Ethical Considerations

Users of Reddit’s web-based forums are made aware that their posts are publicly accessible in the website’s terms and conditions. All data were collected through the free and open-access application processing interface, which does not provide personal identifying information such as legal names, locations, or IP addresses. For the purposes of this study, we did not participate in discussions on the forums, and there was therefore no ethical consideration to inform users that their posts may be used for research. For these reasons, this study received an exemption status from Mount Sinai’s Institutional Review Board.

◆ DATA FOR REVIEW
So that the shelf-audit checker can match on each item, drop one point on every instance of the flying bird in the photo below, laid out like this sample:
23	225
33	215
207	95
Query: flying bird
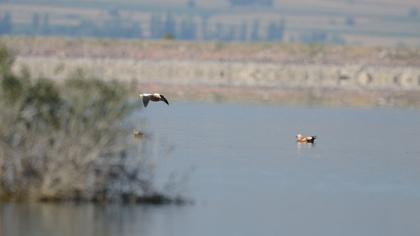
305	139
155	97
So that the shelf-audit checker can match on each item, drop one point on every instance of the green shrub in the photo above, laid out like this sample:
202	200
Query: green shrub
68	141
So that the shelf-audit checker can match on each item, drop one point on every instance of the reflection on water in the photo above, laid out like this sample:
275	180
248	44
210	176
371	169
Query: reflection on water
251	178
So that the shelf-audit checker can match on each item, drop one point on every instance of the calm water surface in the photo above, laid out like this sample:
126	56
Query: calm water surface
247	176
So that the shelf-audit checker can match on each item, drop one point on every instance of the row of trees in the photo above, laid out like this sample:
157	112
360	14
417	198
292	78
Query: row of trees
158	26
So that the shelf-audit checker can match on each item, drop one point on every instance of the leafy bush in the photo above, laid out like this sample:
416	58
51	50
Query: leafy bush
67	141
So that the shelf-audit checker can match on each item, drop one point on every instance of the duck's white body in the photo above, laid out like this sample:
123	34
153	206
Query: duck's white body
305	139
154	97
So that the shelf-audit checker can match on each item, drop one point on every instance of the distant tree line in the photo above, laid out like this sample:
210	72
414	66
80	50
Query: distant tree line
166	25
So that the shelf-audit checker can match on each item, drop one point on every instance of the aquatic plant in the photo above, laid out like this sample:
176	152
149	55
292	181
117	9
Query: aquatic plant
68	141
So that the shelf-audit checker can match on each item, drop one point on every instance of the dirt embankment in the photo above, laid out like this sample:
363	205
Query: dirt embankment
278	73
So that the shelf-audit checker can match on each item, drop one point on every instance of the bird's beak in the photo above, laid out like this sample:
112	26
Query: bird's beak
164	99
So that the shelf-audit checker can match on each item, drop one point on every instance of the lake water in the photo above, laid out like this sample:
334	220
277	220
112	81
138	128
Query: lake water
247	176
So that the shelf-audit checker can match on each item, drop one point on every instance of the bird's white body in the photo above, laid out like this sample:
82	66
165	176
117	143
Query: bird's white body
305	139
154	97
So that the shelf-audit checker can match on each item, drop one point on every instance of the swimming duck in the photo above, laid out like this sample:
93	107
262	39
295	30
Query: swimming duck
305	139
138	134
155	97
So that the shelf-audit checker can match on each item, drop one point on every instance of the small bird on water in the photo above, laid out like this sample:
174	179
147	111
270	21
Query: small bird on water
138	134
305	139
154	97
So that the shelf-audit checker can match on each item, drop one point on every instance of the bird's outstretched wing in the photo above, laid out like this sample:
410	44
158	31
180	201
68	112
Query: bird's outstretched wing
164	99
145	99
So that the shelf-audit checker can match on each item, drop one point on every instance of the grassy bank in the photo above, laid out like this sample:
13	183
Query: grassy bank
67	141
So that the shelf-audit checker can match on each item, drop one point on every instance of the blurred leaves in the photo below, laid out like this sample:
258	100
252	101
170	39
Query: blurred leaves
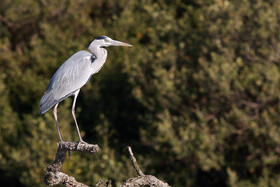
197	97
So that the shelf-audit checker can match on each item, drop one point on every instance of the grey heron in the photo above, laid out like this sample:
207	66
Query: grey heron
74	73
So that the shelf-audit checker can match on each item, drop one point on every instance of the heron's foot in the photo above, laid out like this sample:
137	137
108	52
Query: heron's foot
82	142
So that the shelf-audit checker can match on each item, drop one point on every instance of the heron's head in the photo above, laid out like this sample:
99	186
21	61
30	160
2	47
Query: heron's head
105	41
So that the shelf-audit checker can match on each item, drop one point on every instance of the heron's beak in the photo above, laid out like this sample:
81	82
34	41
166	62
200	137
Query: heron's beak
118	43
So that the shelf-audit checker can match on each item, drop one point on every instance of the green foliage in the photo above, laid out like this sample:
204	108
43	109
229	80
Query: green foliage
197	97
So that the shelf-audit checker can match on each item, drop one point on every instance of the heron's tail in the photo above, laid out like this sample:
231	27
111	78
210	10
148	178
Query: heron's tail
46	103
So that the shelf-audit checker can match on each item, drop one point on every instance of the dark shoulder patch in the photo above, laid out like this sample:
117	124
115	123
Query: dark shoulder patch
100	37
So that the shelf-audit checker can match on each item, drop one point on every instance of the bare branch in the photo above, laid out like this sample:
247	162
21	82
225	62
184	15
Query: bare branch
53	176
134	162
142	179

* * *

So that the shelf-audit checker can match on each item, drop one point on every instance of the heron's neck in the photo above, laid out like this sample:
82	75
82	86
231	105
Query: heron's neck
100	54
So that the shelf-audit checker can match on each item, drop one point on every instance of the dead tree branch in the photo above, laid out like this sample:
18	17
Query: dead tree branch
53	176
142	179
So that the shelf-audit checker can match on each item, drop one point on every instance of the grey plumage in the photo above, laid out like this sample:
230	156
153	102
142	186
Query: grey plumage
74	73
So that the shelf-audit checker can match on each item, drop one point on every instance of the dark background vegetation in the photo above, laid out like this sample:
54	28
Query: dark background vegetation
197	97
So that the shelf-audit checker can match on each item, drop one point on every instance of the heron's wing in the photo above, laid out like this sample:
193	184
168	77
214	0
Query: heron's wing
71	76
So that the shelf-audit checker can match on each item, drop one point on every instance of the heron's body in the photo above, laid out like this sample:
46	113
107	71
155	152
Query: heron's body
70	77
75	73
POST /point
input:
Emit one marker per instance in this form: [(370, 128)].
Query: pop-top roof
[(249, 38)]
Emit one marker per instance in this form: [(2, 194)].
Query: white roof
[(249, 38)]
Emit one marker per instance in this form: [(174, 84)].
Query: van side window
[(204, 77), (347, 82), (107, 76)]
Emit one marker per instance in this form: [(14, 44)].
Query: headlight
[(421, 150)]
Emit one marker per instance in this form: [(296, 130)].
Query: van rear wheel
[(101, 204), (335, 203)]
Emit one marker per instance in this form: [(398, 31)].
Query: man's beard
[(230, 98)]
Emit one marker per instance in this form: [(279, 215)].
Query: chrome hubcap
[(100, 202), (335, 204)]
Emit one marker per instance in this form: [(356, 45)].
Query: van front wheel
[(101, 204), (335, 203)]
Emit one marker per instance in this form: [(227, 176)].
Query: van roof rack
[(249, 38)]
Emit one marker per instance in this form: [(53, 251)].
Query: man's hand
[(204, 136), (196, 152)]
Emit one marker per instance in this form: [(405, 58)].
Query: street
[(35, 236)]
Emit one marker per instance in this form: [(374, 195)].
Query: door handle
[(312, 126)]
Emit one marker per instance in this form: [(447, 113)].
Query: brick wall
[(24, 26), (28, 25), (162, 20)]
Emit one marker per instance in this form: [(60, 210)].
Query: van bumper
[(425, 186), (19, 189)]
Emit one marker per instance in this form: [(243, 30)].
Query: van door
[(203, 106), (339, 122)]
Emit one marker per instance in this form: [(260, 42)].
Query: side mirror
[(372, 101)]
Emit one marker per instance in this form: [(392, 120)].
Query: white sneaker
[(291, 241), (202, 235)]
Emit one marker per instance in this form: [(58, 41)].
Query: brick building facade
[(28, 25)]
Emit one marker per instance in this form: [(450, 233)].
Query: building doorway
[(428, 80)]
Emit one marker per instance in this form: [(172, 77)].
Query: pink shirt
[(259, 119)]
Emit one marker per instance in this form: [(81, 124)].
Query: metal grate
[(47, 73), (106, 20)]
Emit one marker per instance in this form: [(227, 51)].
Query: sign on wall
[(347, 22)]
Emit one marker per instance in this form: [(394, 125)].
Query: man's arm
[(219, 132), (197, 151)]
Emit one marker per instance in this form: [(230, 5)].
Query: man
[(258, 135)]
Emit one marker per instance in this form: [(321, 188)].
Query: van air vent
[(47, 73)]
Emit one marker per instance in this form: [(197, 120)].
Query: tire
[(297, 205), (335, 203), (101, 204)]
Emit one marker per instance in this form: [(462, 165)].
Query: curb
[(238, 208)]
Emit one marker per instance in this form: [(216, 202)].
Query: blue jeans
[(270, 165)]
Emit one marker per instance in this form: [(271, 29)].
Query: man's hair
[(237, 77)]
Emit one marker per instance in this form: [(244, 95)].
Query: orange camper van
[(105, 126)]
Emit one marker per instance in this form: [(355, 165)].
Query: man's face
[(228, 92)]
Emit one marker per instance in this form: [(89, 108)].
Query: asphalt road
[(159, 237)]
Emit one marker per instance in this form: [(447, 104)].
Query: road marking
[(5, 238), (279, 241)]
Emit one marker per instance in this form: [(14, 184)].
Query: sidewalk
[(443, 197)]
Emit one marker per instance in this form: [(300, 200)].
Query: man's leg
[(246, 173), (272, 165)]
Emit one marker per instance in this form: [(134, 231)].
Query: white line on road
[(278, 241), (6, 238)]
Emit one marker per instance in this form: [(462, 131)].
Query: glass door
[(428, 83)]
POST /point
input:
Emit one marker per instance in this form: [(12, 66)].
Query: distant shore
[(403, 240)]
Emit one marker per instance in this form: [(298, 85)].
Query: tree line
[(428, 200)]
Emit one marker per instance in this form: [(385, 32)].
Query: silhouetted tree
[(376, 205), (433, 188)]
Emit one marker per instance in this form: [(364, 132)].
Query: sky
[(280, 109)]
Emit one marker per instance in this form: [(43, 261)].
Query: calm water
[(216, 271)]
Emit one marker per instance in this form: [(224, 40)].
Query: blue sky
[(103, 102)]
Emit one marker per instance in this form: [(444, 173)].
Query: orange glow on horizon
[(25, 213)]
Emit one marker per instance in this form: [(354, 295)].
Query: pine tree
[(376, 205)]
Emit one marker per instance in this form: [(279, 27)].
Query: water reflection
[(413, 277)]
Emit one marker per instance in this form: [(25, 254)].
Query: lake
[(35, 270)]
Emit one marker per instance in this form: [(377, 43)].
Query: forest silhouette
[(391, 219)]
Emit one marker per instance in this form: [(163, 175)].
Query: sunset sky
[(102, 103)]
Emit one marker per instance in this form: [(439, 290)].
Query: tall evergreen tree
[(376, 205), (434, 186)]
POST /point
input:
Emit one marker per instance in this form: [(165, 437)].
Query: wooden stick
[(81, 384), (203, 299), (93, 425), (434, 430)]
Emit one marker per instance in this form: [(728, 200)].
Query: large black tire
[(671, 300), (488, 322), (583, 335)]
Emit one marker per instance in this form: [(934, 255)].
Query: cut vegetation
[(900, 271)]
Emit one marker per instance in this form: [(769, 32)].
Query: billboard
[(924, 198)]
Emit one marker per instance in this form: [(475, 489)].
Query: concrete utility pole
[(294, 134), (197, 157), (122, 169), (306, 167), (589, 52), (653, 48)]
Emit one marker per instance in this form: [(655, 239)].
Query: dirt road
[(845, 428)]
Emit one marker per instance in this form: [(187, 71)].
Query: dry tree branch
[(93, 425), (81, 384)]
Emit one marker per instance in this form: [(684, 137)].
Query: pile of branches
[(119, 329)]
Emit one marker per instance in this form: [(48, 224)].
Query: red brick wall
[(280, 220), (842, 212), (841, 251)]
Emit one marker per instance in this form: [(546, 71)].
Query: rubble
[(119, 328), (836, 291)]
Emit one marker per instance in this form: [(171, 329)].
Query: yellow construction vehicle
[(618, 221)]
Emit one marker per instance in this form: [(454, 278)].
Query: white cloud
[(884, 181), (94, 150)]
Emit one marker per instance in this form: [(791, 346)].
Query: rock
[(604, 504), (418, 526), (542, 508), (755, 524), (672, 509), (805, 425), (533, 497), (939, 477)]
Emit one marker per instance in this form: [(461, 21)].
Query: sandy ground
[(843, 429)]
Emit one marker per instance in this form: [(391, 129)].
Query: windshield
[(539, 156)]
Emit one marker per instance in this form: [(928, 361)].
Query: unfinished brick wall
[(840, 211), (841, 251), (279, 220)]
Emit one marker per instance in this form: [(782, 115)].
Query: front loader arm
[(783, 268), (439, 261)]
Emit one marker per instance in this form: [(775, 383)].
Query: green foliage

* * *

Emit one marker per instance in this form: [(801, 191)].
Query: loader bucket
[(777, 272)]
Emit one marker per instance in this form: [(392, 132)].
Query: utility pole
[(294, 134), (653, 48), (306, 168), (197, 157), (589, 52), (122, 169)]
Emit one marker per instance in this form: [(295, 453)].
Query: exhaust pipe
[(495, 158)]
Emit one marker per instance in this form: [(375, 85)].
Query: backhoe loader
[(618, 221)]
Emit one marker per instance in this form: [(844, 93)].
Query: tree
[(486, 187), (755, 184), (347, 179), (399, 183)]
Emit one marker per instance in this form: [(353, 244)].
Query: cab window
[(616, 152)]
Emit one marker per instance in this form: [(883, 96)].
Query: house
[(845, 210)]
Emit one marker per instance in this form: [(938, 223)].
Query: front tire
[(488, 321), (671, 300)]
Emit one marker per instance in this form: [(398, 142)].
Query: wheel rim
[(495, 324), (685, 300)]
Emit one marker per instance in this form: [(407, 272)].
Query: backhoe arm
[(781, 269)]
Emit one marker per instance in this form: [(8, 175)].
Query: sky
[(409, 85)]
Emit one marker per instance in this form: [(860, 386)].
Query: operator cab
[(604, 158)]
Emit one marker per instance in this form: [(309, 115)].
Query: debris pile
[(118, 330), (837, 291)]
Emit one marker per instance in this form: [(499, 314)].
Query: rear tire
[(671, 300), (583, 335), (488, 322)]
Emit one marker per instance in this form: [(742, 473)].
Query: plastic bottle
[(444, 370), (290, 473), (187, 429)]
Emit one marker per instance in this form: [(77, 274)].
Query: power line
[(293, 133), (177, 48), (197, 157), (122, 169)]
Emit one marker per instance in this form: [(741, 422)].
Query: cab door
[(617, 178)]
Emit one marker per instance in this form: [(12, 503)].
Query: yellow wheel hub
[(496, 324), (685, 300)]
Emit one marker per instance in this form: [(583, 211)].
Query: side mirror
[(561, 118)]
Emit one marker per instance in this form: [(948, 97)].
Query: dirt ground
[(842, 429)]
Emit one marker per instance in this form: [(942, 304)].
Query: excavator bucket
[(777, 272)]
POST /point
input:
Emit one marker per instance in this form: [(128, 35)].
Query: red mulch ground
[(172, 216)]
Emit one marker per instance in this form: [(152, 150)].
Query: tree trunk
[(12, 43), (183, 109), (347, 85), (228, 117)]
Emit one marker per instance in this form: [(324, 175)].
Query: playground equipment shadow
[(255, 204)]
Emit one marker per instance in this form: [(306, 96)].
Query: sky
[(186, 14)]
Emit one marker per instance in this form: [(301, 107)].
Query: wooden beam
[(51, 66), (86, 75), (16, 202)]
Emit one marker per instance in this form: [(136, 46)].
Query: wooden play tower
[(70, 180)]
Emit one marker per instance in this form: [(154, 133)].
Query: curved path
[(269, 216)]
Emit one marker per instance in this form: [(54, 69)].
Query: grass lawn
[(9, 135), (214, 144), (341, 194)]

◆ ACTIVITY
Repeat the ethical considerations passage word for word between "Ethical Considerations" and "Institutional Review Board.", inclusive.

◆ SOLUTION
Ethical Considerations

Users of Reddit’s web-based forums are made aware that their posts are publicly accessible in the website’s terms and conditions. All data were collected through the free and open-access application processing interface, which does not provide personal identifying information such as legal names, locations, or IP addresses. For the purposes of this study, we did not participate in discussions on the forums, and there was therefore no ethical consideration to inform users that their posts may be used for research. For these reasons, this study received an exemption status from Mount Sinai’s Institutional Review Board.